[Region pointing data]
┄┄┄┄┄┄┄┄┄┄┄┄┄┄┄┄┄┄┄┄

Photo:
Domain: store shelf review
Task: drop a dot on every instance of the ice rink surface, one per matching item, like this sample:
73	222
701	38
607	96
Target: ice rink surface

┄┄┄┄┄┄┄┄┄┄┄┄┄┄┄┄┄┄┄┄

Goal of the exercise:
Find the line with "Domain: store shelf review" in the data above. Restate it and all later lines word for word, ending with the last line.

Written answer:
Domain: store shelf review
Task: drop a dot on every instance of the ice rink surface, one per matching item, like this sample:
73	222
701	38
607	96
Target: ice rink surface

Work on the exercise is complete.